Reproduce the following listing verbatim, keeping every line in its original order.

##### DATA TO USE

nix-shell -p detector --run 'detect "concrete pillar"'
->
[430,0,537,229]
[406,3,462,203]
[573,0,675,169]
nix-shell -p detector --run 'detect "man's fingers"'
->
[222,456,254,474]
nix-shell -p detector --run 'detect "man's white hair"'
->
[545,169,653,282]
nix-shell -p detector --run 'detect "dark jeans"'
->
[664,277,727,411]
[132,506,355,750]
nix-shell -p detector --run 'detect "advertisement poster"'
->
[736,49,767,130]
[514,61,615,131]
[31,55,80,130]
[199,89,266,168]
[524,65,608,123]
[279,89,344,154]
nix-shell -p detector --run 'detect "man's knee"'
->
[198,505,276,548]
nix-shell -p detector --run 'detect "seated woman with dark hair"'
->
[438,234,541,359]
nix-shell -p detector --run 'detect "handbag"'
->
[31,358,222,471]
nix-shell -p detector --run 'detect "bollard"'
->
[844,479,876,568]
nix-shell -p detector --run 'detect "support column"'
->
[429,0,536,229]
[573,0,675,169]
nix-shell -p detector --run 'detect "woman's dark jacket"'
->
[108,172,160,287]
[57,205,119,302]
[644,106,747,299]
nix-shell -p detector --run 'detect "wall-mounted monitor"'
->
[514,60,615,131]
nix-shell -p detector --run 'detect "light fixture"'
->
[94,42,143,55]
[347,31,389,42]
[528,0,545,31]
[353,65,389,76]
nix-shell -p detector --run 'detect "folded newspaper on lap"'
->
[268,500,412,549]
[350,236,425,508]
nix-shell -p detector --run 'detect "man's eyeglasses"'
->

##########

SOLUTION:
nix-shell -p detector --run 'detect "concrete pillar"'
->
[430,0,537,229]
[406,3,462,203]
[573,0,675,169]
nix-shell -p detector --run 'detect "man's fingers"'
->
[222,456,254,474]
nix-shell -p detector --run 'detect "man's white hair"'
->
[545,169,653,282]
nix-shell -p detector --run 'detect "dark jeans"'
->
[664,277,727,411]
[132,506,355,750]
nix-shell -p detector --run 'detect "advertisement poster"'
->
[736,49,767,130]
[514,61,615,131]
[31,55,80,130]
[199,89,266,168]
[524,65,608,123]
[279,89,344,154]
nix-shell -p detector --run 'detect "man's knee"'
->
[198,505,276,548]
nix-shell -p detector --run 'detect "seated woman with dark hair"'
->
[438,234,541,359]
nix-shell -p detector --run 'detect "handbag"'
->
[31,358,222,471]
nix-shell -p detector --run 'detect "bollard"'
->
[844,479,876,568]
nix-shell -p detector --run 'detect "support column"'
->
[429,0,536,229]
[573,0,675,169]
nix-shell -p detector --run 'detect "woman's dark jacket"'
->
[108,172,160,287]
[57,205,119,302]
[644,106,747,299]
nix-shell -p detector --run 'detect "wall-mounted monitor"'
->
[514,60,615,131]
nix-shell -p detector --run 'detect "light fixture"'
->
[94,42,143,55]
[347,31,389,42]
[528,0,545,31]
[353,65,389,76]
nix-shell -p detector --run 'detect "folded newspaper on lap"'
->
[268,500,412,549]
[350,236,425,508]
nix-shell -p detector --run 'detect "man's eyeglasses"'
->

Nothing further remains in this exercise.